## Records shown
* Start *
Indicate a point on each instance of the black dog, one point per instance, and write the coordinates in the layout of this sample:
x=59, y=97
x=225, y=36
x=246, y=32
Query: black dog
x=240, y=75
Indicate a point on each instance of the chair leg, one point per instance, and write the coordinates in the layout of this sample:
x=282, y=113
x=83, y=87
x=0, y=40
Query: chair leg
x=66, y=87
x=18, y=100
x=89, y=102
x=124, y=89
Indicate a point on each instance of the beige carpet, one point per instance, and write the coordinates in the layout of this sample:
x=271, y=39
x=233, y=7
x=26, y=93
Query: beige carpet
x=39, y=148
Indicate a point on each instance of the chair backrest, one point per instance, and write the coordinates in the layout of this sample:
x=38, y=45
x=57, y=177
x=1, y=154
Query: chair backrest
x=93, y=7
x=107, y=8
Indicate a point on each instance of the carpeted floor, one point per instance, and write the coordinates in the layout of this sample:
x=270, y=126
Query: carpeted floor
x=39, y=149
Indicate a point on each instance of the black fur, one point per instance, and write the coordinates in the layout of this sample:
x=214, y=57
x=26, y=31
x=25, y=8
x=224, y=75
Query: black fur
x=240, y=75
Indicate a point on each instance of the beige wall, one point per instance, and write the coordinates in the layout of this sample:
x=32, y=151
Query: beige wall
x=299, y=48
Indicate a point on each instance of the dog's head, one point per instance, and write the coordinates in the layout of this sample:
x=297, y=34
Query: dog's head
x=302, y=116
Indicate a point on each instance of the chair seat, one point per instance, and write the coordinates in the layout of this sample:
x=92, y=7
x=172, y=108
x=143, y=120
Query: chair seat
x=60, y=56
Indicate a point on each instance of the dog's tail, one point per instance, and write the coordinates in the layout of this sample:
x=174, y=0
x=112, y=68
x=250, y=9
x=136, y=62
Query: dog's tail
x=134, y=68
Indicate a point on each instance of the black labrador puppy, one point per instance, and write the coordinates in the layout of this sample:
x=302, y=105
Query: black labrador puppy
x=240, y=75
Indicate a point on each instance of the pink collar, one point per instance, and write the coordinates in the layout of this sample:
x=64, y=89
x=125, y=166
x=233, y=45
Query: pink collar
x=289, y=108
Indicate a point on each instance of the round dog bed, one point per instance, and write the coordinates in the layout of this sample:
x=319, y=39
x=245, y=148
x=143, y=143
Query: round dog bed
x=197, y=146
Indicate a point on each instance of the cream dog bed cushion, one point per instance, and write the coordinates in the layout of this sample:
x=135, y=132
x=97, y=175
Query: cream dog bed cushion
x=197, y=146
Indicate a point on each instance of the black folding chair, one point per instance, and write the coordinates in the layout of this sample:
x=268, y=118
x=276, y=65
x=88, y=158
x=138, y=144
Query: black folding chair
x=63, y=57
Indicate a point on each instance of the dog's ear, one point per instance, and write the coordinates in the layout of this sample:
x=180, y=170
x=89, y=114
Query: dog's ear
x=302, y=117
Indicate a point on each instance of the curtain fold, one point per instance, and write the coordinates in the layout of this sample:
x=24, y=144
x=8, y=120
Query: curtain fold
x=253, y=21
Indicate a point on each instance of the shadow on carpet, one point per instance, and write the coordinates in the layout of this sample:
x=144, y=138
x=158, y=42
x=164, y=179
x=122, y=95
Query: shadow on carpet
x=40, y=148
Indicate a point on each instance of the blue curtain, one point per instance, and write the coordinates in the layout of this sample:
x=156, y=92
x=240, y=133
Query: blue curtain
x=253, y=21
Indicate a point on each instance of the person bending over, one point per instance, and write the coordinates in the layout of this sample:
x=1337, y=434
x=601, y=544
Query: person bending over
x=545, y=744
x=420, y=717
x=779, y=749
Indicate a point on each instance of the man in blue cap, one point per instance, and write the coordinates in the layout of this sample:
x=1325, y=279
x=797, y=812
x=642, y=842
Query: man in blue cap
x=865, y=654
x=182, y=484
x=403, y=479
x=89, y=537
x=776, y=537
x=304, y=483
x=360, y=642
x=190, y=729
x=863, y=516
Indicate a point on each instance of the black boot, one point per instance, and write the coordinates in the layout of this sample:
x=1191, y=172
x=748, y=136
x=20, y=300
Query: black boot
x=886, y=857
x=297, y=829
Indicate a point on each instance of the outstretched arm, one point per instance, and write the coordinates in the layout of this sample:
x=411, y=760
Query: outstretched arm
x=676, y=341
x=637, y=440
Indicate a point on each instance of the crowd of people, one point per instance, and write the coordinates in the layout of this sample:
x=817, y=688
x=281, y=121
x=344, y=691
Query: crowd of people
* End *
## Problem statement
Rewrite the lines between the line holding "Indicate a point on each instance of the person" and the line holding "x=779, y=749", inclusive, changing "bending over" to "crouching" and leaving everything else as it is.

## Solution
Indicate a point on each instance of the person crouching, one point per instance, and write the coordinates in the layout of this sample:
x=1337, y=434
x=601, y=544
Query: person crouching
x=545, y=744
x=420, y=717
x=779, y=749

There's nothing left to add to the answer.